BEGIN DATA SECTION

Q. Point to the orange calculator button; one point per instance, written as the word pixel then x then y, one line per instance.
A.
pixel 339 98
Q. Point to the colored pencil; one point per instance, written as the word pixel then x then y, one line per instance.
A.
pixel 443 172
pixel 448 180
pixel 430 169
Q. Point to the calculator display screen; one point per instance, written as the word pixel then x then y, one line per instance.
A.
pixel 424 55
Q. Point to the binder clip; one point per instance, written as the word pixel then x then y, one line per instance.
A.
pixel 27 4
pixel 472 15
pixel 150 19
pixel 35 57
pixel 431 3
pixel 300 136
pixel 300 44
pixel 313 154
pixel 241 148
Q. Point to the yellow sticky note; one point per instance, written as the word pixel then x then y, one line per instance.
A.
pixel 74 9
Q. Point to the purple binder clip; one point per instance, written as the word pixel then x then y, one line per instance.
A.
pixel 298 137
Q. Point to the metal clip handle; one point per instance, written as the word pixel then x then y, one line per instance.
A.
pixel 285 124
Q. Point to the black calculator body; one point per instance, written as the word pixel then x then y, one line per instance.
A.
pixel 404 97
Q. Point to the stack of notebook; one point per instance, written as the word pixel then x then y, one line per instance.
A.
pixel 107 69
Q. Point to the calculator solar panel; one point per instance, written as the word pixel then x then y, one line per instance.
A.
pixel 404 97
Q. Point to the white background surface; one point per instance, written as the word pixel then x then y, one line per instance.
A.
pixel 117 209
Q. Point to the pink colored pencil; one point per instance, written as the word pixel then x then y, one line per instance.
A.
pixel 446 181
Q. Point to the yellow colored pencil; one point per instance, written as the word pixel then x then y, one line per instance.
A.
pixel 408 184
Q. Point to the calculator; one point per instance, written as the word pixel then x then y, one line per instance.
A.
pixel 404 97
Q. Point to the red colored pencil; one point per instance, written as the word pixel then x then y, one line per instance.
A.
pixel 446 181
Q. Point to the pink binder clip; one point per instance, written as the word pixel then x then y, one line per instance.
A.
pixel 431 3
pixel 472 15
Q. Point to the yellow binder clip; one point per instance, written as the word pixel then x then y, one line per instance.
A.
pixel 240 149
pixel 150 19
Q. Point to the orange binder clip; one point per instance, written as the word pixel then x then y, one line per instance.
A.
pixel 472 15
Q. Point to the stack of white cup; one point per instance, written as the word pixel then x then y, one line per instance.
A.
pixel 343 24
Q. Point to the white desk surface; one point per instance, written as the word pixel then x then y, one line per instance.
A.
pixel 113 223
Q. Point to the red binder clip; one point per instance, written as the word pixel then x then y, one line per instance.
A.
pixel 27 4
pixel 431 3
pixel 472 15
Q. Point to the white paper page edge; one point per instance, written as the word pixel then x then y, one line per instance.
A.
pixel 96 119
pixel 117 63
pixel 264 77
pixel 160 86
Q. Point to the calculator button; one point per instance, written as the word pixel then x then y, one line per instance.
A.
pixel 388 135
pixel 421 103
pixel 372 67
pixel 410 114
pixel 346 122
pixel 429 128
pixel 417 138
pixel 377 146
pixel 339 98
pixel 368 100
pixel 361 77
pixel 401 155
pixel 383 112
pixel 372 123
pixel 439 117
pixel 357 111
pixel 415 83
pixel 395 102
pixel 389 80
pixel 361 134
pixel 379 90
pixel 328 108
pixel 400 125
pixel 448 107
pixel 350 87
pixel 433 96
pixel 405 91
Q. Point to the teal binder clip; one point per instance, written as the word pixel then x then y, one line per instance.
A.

END DATA SECTION

EXERCISE AIM
Extract all of the material exactly as it is written.

SOLVED EXERCISE
Q. Point to the orange calculator button; one point per instance, written as the word pixel then x then y, one line per instance.
A.
pixel 339 98
Q. Point to the colored pencil; one point per instance, written as the word pixel then x then y, one line per instance.
A.
pixel 443 172
pixel 448 180
pixel 430 169
Q. Point to the calculator display screen; one point per instance, written as the word pixel then x then y, one line per instance.
A.
pixel 424 55
Q. Point to the binder clip; one point per instance, written as the word pixel then x then y, one line per instance.
A.
pixel 27 4
pixel 472 15
pixel 150 19
pixel 35 57
pixel 431 3
pixel 300 136
pixel 300 44
pixel 313 154
pixel 241 148
Q. Point to the yellow sticky note; one point per instance, written as the word pixel then x then y, one line per instance.
A.
pixel 74 9
Q. Point to the purple binder clip; one point per instance, written as the word pixel then x then y, one line per instance.
A.
pixel 298 137
Q. Point to the metal clip handle; one point per instance, written as the word pixel then x then y, one line per instance.
A.
pixel 285 124
Q. Point to the black calculator body; one point per instance, written as the word pixel then x then y, one line per instance.
A.
pixel 404 97
Q. Point to the stack of notebook; one point per instance, written as the word pixel then x then y, one line per instance.
A.
pixel 107 69
Q. Point to the calculator solar panel; one point per instance, written as the word pixel then x then y, one line per instance.
A.
pixel 404 97
Q. Point to the white background surface; one point per instance, written as the word pixel then x then y, one line per instance.
A.
pixel 117 209
Q. Point to the pink colored pencil; one point per instance, written as the word pixel then x then y, one line per instance.
A.
pixel 446 181
Q. Point to the yellow colored pencil; one point per instance, written as the word pixel then x then y, one line per instance.
A.
pixel 408 184
Q. Point to the calculator; one point per instance, written as the word pixel then x then y, one line per instance.
A.
pixel 404 97
Q. Point to the red colored pencil; one point per instance, written as the word pixel then x then y, one line per instance.
A.
pixel 446 181
Q. Point to the pink binder clip; one point per instance, written as the word pixel then x then y, one line per instance.
A.
pixel 431 3
pixel 472 15
Q. Point to the yellow binder clip; one point per instance, written as the word pixel then x then y, one line per instance.
A.
pixel 240 149
pixel 150 19
Q. Point to the orange binder clip; one point per instance, written as the word pixel then x then y, one line per instance.
A.
pixel 472 15
Q. Point to the stack of white cup; one point per instance, written as the word pixel then x then y, one line per instance.
A.
pixel 343 24
Q. Point to the white desk surface; one point per instance, written as the word pixel then x then y, one line per instance.
A.
pixel 113 223
Q. Point to the red binder clip; one point per instance, written as the word pixel then x then y, one line per instance.
A.
pixel 27 4
pixel 431 3
pixel 472 15
Q. Point to the white paper page edge; one point per instance, written as the word pixel then x then y, one line per instance.
A.
pixel 96 119
pixel 117 63
pixel 264 77
pixel 160 86
Q. Point to the calculator button; one point per instance, written as the word pixel then x then y, one line per instance.
A.
pixel 388 135
pixel 421 103
pixel 372 67
pixel 410 114
pixel 346 122
pixel 429 128
pixel 417 138
pixel 377 146
pixel 339 98
pixel 368 100
pixel 361 77
pixel 401 155
pixel 383 112
pixel 372 123
pixel 439 117
pixel 357 111
pixel 415 83
pixel 395 102
pixel 389 80
pixel 361 134
pixel 379 90
pixel 328 108
pixel 400 125
pixel 448 107
pixel 350 87
pixel 433 96
pixel 405 91
Q. Point to the teal binder clip; one point per instance, written as the word pixel then x then y, one line per instance.
A.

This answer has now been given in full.